[Start Task inputs]

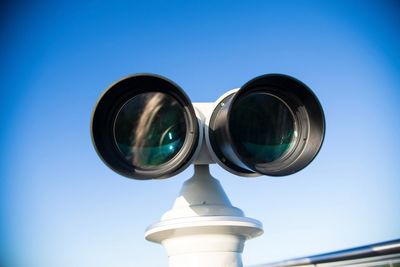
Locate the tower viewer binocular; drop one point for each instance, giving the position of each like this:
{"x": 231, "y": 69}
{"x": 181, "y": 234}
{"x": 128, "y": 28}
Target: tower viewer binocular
{"x": 145, "y": 127}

[End Task inputs]

▸ **Task goal**
Rewrite the data above, replacing "tower viewer binocular" with "coin-operated telescope" everywhere and leaving everything else unchanged. Omit the pictures.

▸ **Final result**
Locate the coin-operated telescope; drop one point for each instance, giving the position of each like this:
{"x": 231, "y": 69}
{"x": 181, "y": 234}
{"x": 128, "y": 28}
Target: coin-operated telescope
{"x": 145, "y": 127}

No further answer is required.